§ **TAREAS**
1. Según el fragmento sobre la herencia de Yabrán, ¿son ciertas las afirmaciones (a), (b) y (c)? Contesta sí o no a cada una y cita las palabras exactas del fragmento que lo deciden. (a) La Asamblea General Ordinaria se celebró nueve días después de la muerte de Don Alfredo. (b) Mariano recorrió los campos de Buenos Aires. (c) La lucha por los restos del Imperio se daba dentro de la familia.
2. Sigue escribiendo el fragmento sobre la herencia de Yabrán a partir de su última frase.

§ **FRAGMENTO DEL DOCUMENTO**
--------------------------------------------------

Mariano, por su parte, quedó a cargo de la agropecuaria Yabito, junto con el tío que casi lo mató por accidente cuando tenía seis años y el fiel amigo de su padre, desde los tiempos de Bourroughs, Alejandro Octavio Barassi. Una Asamblea General Ordinaria, celebrada apenas nueve días después de la muerte de Don Alfredo, lo ungió presidente por previsible unanimidad. La vicepresidencia de ambas empresas quedó a cargo de María Cristina Pérez, que, sorpresivamente para muchos allegados, comenzó a revisar los papeles que le pasaban para la firma.
Una de las primeras medidas del joven príncipe fue recorrer los campos de Entre Ríos y advertirle al personal de Yabito que no hablaran con los periodistas. Otra, avisarle a los familiares que hasta entonces viajaban gratis por el mundo, que se había acabado la sopa.
De todos modos, la verdadera lucha por el poder ya se había librado antes del escopetazo. Los gigantescos torrentes de dinero que antes circulaban por la Gran Caja de Yabrán, ahora tenían cauces más discretos e institucionales, más vinculados al gran capital "globalizado". Y los dueños secretos del dinero que circulaba por la gran tintorería podían respirar tranquilos, con una patente de corso más respetable. La lucha por los restos de un Imperio fisurado y en retirada no se libraba en el seno del núcleo familiar sino en el escalón inmediato. La casa real seguiría, de cualquier manera, tratando de que su fortuna remanente (que seguía siendo colosal) no se desangrase en los agujeros que podían abrirle algunos testaferros tentados a la osadía por la muerte del hombre que concentraba las riendas en sus manos. En ese estadio de los negocios la puja verdaderamente importante era por el puesto de primer ministro...

--------------------------------------------------

§ **DATOS SIN PROCESAR**
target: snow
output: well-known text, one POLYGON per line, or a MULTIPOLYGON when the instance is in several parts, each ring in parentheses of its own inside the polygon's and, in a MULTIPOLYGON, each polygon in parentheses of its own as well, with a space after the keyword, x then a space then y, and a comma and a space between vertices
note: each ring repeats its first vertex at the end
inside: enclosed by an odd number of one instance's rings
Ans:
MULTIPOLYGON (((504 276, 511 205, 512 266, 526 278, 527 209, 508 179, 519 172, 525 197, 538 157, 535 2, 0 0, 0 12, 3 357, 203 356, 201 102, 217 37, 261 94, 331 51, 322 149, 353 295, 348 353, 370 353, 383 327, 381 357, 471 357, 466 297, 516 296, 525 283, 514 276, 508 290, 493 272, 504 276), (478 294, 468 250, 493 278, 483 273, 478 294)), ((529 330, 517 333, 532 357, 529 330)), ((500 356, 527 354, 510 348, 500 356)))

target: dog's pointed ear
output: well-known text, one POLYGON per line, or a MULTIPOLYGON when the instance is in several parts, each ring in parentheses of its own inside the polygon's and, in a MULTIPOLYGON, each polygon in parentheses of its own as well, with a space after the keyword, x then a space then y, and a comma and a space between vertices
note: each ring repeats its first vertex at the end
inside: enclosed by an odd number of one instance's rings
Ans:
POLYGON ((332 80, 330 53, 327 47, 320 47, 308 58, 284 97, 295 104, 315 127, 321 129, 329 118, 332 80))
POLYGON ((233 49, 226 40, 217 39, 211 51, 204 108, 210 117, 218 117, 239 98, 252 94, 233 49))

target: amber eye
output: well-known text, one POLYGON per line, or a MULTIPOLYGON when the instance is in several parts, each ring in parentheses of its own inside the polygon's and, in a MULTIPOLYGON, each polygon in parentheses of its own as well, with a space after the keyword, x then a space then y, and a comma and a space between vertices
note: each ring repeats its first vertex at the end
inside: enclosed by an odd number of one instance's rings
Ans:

--------------------------------------------------

§ **RESPUESTAS**
1.
(a) Sí: «celebrada apenas nueve días después de la muerte de Don Alfredo».
(b) No: «recorrer los campos de Entre Ríos».
(c) No: «no se libraba en el seno del núcleo familiar sino en el escalón inmediato».

2.
El premier había sido designado oficialmente por Don Alfredo en la carta a Ester Rinaldi.
HC
era Héctor Fernando Colella, un abogado de cuarenta y cinco años, entrenado por el
Duque
Rodolfo Balbín para el
lobby
con los políticos. Un personaje oscuro catalogado también como mafioso por el implacable Cavallo. Un desconocido del gran público que de pronto se vio obligado a dar la cara. En menos de una semana concedió entrevistas a todos los medios y habló hasta por los codos, tratando de mostrar un estilo opuesto al del difunto. Habló mucho, pero, por supuesto, no dijo nada. Su simpática secretaria, Cecilia, contestaba todos los llamados con gran cortesía y sin hacer distingos entre medios grandes y chicos o entre periodistas famosos o desconocidos. Luego HC regresó al silencio, guardándose —literalmente— una carta de la que nunca habló en esos días: la que Alfredo le había mandado desde San Ignacio. También la ocultó cuando declaró ante la jueza Pross Laporte, a quien avaló rotundamente por su decisión, cada vez más evidente, de caratular la causa como "suicidio".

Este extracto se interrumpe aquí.